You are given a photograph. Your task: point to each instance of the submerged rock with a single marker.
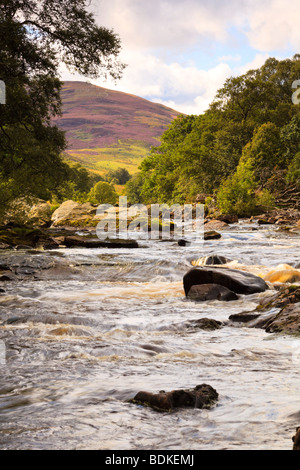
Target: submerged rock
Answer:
(211, 260)
(240, 282)
(202, 396)
(278, 314)
(215, 225)
(86, 242)
(73, 214)
(207, 324)
(204, 292)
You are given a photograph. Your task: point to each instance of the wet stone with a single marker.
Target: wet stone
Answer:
(202, 396)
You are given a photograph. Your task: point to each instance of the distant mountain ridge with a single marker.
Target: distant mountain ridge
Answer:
(108, 129)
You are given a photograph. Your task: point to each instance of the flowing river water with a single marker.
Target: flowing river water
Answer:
(80, 342)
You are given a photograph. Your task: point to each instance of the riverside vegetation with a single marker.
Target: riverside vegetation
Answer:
(241, 158)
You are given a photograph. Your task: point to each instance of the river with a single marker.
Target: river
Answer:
(80, 344)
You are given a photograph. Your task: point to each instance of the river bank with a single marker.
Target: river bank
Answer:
(86, 329)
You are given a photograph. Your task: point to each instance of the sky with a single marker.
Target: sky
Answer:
(180, 52)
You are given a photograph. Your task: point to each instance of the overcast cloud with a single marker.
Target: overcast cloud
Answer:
(180, 52)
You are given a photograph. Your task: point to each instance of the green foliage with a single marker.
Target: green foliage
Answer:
(236, 194)
(103, 193)
(293, 173)
(133, 189)
(240, 148)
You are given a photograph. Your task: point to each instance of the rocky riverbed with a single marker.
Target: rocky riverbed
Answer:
(92, 334)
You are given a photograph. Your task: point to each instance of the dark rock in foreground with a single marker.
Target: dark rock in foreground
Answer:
(237, 281)
(207, 324)
(211, 260)
(204, 292)
(296, 440)
(202, 396)
(86, 242)
(278, 314)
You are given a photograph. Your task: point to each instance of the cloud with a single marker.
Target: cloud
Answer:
(274, 25)
(180, 52)
(184, 88)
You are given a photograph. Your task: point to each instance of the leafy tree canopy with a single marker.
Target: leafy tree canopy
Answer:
=====
■ Try it: Your answer should consist of the lines from the line with "Target: rocky riverbed" to the line with "canopy with a single marker." above, repeated exactly, both ends included.

■ Solution to this task:
Target: rocky riverbed
Answer:
(92, 334)
You are given a photograph. Your task: point to each instance of the dark rock in foreground with a single marker.
Target: dark rock in foreground
Answer:
(237, 281)
(207, 324)
(211, 260)
(204, 292)
(296, 440)
(202, 396)
(86, 242)
(278, 314)
You are given a photograph. Your task: point to each instance of the cloud with a single marker.
Target: cloud
Answer:
(274, 25)
(180, 52)
(184, 88)
You are given a photograph. Your task: point to each instance of the leafy tree canopy with a single marker.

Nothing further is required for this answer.